= PROVIDED ENTRIES =
________________

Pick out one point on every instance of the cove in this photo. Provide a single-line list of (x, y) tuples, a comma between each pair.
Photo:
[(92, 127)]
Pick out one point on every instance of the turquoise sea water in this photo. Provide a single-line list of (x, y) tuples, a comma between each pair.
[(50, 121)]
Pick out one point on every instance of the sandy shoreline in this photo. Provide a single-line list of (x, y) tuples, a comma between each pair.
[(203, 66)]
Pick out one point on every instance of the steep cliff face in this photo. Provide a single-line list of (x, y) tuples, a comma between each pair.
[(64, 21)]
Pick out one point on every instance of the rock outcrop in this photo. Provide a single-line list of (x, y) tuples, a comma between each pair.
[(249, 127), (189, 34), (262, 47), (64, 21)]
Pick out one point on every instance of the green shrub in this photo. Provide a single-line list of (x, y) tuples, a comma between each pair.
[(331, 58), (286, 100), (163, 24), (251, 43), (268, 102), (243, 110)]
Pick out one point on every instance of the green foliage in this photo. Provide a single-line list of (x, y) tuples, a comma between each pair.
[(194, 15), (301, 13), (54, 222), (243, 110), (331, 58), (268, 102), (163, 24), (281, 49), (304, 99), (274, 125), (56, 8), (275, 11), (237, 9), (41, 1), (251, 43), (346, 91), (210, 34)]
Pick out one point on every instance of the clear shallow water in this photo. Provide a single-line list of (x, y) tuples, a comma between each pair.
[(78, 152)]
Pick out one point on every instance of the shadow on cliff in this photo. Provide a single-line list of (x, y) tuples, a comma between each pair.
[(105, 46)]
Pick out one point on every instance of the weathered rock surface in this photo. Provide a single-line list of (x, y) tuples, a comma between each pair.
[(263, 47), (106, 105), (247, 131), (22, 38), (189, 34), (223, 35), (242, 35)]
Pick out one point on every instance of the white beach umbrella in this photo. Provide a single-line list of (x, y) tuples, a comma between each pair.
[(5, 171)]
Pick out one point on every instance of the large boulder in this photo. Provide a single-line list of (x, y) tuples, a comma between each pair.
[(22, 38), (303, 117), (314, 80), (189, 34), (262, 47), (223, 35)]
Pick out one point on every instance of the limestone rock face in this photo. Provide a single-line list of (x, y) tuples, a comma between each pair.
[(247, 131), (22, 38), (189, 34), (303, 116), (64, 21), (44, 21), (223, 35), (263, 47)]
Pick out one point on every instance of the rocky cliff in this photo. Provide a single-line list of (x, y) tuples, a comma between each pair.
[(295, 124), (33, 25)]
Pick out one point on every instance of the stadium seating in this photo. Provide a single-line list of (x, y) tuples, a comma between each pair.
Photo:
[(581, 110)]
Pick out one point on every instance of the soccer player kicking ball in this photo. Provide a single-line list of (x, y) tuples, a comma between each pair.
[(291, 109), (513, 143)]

________________

= EXERCISE =
Reproduce every one of the rows above verbatim, without altering, omitting, or reordering any line.

= ANSWER TO THIS TASK =
Pick out one point on every instance of the cove in this photo. Provide a single-line list of (x, y) tuples, a comma between each pair.
Photo:
[(92, 127)]
Pick out one point on every instance of the turquoise sea water in this photo. Provide a single-line list of (x, y) tuples, a comma between each pair.
[(50, 121)]
Pick out one point on every instance of the sandy shoreline in this photo. Provide a single-line list of (x, y) tuples, a comma between each pair.
[(203, 66)]
Pick out one point on every instance of the steep cliff face in this photo. Provide a single-line list of (x, y) tuples, a comma between each pair.
[(64, 21)]
Pick out one point on every instance of the rock outcrop in this photo. Provide a single-line list of (x, y) tuples, a comma between each pair.
[(249, 127), (189, 34), (262, 47), (64, 21)]
Pick out one point on every instance of the green shrub in this photo. Provide a single-line list of (x, y) tuples, a comma between each pair.
[(331, 58), (286, 100), (163, 24), (251, 43), (268, 102), (243, 110)]
Pick out one point on every instance of the green foliage in this photo. Provide a single-line list of (x, y) tuples, a comma between each pair.
[(194, 15), (301, 13), (54, 222), (243, 110), (331, 58), (268, 102), (163, 24), (281, 49), (304, 99), (274, 125), (56, 8), (275, 11), (237, 9), (41, 1), (251, 43), (346, 91), (210, 34)]
Pick out one point on every instance of the clear shallow water in this photo. Provide a single-line list of (x, y) tuples, a comma between each pair.
[(78, 152)]
Pick out one point on every instance of the shadow on cliff in this photo. Provide a single-line list of (x, y) tuples, a comma between each pair.
[(105, 46)]
Pick out one point on every instance of the weathered rock surface in this photo. Provide a single-line list of (x, y) tuples, a comma between each pair.
[(263, 47), (106, 105), (247, 131), (22, 38), (189, 34), (223, 35), (242, 35)]
Pick out one point on every instance of the white beach umbrella in this photo. Provide a single-line list of (x, y) tuples, a comma between each pair.
[(5, 171)]
Pick out one point on every instance of the large boulder in this photo. Provide a single-line list of (x, y) tuples, a comma between each pair.
[(22, 38), (303, 117), (314, 80), (189, 34), (262, 47), (223, 35)]
Pick out one point on every instance of the limestone rock face in this photo. Provide a single-line list of (x, y) tuples, a comma between each pair.
[(247, 131), (22, 38), (189, 34), (303, 116), (64, 21), (44, 21), (223, 35), (263, 47)]
Pick out one point on every instance of the rocky cliff in this photo. Provide a single-line list of (x, y) tuples, a comma between each pair.
[(295, 124), (33, 25)]
Pick out one point on every instance of the stadium seating in this photo. Provide a single-line list of (x, y) tuples, a comma between each pair.
Photo:
[(581, 110)]
Pick out one point on every instance of the soccer player kicking ball in this photo. Provide a single-line list of (x, y) tuples, a comma between each pair.
[(291, 109), (513, 143)]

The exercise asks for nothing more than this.